### [DOCUMENT EXTRACT]
======

Mayor of Arlington, Texas
- In office January 11, 1977 – 1983
- Preceded by: Tom Vandergriff
- Succeeded by: Harold Patterson

Personal details
- Born: September 26, 1925 Lufkin, Texas
- Died: July 14, 2010 (aged 84) Mansfield, Texas
- Spouse: Margie Stovall

= SJ Stovall =

SJ Stovall (September 26, 1925 – July 14, 2010) was an American politician and civil engineer. Stovall served as the mayor of Arlington, Texas, the seventh largest city in the state, from 1977 until 1983. In total, Stovall held office either on the Arlington City Council or as Mayor for twenty years.

==Biography==

===Early life===
SJ Stovall was born on September 26, 1925, in Lufkin, Texas. Stovall's parents could not decide on a given name for their son so they wrote his father's initials, SJ, temporarily on his birth certificate. However, his parents never chose a permanent given name for Stovall, so SJ remained his legal first name. In a late 1970s interview with the Fort Worth Star-Telegram, he recalled, "I guess I was 13 before I realized that SJ – my father's initials – didn't stand for anything."

He enlisted in the United States Air Force before attending Texas A&M University.

===Career===
Stovall moved with his family to Arlington, Texas, in 1950 to take a position as a civil engineer with the United States Army Corps of Engineers. Stovall worked for Army Corps of Engineers for more than thirty years before his retirement.

He would later be elected to the Arlington City Council in 1963, where he served as a councilman and mayor until leaving office in 1983.

===Mayor of Arlington===
Stovall became Mayor of Arlington in January 1977, following the abrupt resignation of his predecessor, Tom Vandergriff. Vandergriff announced his resignation, effective immediately, at a regular Arlington city council meeting. Council members, including Stovall, were unaware of Vandergriff's intention to resign. Stovall, mayor pro tem at the time, became the new mayor of Arlington. In a 1983 interview, Stovall recalled his sudden, unexpected rise to the mayorship, "I felt some pressure, yes...As soon as I became mayor, I tried to make the point that Arlington was entering into another period in its life, and, in a way, I would be sort of a transition mayor. I would be a completely different type of mayor."

Vandergriff, Stovall's predecessor, has successfully brought the Texas Rangers baseball team and a General Motors assembly plant to Arlington during his tenure in office. However, city-owned, voter-funded Seven Seas Marine Life Park, which opened in 1972, proved to be a failure for Arlington. The park, which featured aquariums, a life-size pirate ship and killer whales, failed to attract enough visitors to keep the facility open. It was briefly renamed Hawaii Kai before low attendance forced the city council to close the attraction in 1976, just months before Stovall took office.

Stovall focused on improving the city's basic infrastructure and city services during his tenure as mayor. Arlington voters aided Stovall's efforts by approving two large bond programs, including a $69 million bond issue to improve the city's streets.

======

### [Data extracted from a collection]
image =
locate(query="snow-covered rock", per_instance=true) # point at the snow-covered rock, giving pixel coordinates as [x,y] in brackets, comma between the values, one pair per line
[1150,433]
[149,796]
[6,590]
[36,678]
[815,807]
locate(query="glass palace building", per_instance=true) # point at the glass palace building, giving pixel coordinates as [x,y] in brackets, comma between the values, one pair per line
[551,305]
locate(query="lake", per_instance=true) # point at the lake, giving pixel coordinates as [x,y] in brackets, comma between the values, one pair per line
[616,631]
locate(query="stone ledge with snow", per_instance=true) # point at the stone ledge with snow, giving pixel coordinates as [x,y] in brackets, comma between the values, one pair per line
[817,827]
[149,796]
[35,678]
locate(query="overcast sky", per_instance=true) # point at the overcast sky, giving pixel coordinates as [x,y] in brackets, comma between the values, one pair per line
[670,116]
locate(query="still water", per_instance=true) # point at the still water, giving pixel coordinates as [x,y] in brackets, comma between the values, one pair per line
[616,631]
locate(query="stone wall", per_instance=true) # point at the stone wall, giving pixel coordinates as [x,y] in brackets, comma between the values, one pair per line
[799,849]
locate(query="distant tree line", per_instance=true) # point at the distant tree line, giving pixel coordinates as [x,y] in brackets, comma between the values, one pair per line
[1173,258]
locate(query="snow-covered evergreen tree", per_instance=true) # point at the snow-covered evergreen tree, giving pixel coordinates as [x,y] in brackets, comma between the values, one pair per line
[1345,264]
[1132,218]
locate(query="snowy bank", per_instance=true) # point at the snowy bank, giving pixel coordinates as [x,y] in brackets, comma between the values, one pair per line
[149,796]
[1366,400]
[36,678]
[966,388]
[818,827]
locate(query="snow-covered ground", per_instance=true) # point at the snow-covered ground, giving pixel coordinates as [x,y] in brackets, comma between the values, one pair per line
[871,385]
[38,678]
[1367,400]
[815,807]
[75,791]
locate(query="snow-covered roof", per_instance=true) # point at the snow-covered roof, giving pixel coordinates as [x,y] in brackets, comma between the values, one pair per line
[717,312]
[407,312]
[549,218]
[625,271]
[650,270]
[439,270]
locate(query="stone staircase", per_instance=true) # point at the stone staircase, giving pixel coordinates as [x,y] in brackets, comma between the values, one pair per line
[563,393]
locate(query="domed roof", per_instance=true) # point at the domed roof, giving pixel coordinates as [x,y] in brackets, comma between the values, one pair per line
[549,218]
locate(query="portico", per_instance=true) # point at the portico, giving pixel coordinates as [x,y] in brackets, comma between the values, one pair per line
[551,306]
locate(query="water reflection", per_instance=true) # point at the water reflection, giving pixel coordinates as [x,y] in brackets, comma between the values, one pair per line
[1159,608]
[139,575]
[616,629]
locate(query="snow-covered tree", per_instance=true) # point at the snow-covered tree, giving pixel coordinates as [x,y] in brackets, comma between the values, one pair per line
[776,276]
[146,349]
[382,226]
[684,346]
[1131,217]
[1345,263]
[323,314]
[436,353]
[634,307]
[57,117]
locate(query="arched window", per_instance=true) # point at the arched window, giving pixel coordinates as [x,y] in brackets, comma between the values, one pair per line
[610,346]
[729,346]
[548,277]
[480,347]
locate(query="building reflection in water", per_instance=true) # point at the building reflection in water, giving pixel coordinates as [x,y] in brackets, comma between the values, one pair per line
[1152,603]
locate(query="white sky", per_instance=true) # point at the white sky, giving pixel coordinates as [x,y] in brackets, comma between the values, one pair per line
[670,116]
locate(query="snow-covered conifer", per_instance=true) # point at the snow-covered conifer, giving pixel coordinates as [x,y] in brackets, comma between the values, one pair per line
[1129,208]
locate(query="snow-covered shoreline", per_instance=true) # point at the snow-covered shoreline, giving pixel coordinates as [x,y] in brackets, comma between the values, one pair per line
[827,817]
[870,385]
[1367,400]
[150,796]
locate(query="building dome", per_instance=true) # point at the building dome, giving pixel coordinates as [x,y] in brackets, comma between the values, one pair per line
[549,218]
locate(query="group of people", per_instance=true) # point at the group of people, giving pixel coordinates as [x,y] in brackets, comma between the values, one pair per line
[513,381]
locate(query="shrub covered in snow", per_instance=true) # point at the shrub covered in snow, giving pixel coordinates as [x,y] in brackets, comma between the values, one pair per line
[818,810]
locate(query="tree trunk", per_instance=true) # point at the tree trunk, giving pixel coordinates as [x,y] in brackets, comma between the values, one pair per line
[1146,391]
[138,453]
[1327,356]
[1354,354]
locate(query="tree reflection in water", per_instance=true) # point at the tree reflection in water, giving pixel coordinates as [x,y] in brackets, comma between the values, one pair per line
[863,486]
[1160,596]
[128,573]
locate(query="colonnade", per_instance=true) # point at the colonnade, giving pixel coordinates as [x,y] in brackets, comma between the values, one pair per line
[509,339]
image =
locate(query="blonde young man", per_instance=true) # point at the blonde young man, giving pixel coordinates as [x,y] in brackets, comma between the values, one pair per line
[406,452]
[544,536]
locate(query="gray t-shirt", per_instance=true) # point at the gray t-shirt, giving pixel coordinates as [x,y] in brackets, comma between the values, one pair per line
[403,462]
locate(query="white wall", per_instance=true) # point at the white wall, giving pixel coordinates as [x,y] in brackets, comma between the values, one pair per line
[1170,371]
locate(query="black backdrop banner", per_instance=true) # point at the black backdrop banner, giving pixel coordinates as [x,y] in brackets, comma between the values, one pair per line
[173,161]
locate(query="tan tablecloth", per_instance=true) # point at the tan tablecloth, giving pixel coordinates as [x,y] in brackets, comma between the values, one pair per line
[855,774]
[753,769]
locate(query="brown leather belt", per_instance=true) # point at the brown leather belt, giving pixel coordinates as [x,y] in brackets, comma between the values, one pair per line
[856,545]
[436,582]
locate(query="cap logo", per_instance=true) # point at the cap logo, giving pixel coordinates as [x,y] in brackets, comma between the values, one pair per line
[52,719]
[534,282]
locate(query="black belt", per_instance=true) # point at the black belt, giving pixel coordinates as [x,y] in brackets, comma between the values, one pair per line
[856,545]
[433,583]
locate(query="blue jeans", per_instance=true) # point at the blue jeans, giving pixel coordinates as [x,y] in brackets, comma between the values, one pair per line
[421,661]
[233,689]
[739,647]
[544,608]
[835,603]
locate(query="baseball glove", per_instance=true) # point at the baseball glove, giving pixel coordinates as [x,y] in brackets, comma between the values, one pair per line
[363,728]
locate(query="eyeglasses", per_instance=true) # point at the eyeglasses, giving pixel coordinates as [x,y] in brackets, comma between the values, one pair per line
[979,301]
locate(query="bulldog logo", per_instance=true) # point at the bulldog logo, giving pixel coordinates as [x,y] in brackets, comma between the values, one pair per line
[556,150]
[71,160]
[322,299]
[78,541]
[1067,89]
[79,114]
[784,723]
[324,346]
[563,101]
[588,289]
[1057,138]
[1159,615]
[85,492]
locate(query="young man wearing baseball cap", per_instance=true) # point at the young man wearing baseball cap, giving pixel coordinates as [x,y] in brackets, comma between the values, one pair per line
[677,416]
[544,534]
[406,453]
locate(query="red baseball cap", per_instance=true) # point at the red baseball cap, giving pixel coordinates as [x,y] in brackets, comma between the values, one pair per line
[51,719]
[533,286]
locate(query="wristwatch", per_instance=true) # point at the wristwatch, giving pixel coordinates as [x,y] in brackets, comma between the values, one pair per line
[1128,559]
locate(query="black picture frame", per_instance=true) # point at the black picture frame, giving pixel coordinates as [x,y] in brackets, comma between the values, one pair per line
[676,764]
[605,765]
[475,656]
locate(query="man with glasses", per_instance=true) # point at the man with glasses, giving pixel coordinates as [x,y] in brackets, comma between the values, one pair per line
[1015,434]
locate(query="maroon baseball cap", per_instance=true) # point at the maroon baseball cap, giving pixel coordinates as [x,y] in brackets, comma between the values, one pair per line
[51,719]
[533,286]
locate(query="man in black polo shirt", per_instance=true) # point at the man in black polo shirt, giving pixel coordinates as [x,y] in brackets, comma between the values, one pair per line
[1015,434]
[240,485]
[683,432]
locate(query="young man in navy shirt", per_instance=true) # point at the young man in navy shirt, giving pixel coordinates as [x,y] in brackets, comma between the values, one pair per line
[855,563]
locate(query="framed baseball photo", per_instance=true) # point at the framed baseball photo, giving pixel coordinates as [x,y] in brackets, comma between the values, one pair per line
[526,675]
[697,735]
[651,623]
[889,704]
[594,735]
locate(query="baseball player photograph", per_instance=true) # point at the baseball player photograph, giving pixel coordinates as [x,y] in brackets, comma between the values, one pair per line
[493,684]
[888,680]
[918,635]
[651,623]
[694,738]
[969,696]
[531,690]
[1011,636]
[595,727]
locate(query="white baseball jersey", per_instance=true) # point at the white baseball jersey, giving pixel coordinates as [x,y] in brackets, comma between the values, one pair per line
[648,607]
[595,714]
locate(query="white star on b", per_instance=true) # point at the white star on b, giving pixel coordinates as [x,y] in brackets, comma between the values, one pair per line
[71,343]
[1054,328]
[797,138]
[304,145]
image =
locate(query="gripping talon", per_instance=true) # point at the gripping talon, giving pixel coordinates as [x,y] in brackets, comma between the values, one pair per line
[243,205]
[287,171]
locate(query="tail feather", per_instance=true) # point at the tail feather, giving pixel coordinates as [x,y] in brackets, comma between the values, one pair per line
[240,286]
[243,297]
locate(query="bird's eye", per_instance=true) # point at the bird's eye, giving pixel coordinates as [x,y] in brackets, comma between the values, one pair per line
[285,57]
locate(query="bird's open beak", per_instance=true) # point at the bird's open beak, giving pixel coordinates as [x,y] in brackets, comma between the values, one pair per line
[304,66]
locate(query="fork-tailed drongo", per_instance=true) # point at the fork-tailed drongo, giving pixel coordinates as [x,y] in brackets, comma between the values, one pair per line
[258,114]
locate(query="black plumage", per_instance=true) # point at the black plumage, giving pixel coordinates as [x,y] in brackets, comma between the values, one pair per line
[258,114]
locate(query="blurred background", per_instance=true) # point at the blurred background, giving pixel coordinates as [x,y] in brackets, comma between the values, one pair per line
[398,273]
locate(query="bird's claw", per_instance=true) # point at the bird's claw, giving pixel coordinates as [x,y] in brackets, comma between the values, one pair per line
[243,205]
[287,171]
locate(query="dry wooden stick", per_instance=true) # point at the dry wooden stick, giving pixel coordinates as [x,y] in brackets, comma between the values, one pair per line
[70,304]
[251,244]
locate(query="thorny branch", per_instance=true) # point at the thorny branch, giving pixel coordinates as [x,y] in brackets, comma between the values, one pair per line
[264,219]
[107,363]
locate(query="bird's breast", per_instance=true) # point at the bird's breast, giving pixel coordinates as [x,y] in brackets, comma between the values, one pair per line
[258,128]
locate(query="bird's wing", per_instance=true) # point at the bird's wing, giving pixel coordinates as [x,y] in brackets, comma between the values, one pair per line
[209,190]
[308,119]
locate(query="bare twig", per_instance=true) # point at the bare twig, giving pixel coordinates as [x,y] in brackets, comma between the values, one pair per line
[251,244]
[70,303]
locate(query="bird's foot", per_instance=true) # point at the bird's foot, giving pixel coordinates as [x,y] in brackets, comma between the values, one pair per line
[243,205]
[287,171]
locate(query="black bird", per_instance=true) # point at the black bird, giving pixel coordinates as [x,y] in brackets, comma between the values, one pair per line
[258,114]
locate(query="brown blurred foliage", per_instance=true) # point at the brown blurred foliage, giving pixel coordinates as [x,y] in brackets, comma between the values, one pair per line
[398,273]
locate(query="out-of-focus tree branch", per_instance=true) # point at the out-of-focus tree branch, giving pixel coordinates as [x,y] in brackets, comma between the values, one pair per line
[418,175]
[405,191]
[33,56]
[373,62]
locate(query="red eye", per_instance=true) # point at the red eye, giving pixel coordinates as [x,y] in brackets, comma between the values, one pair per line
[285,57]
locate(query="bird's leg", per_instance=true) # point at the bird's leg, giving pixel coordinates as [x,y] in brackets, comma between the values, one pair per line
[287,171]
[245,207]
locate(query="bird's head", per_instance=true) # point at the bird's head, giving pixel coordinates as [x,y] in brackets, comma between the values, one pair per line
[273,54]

======

### [USING THE INFORMATION]
1/ Based on the biography of SJ Stovall, explain in one to three sentences why SJ remained his legal first name.
2/ Carry on the biography of SJ Stovall from the point at which it stops.

### [EXPECTED OUTPUTS]
1/ His parents could not decide on a given name, so they temporarily wrote his father's initials, SJ, on his birth certificate. Because they never chose a permanent given name, SJ remained his legal first name.

2/
Stovall spearheaded the city's efforts to build the $10 million Arlington Convention Center and Sheraton Hotel on the site of the failed Seven Seas Marine Life Park. Voters also approved financing for the construction of the convention center. Through the construction of the convention center and other projects, Stovall is credited with turning Arlington's entertainment district into a tourism center. The development of the convention center also helped the city financially recover from the failure of the Seven Seas Marine Life Park.

Stovall is widely credited with leading a number of important projects in Arlington during his tenure as mayor, as well as his time on the city council. He recruited national companies, such as National Semi-Conductor, to relocate to the city. Stovall also led efforts to construct a new City Hall and create Leadership Arlington, which trained community members for positions within the local government. He also collaborated with the Texas Department of Transportation to build Interstate 20 through Arlington.

Stovall decided not to run for re-election in 1983. He was succeeded by Harold Patterson.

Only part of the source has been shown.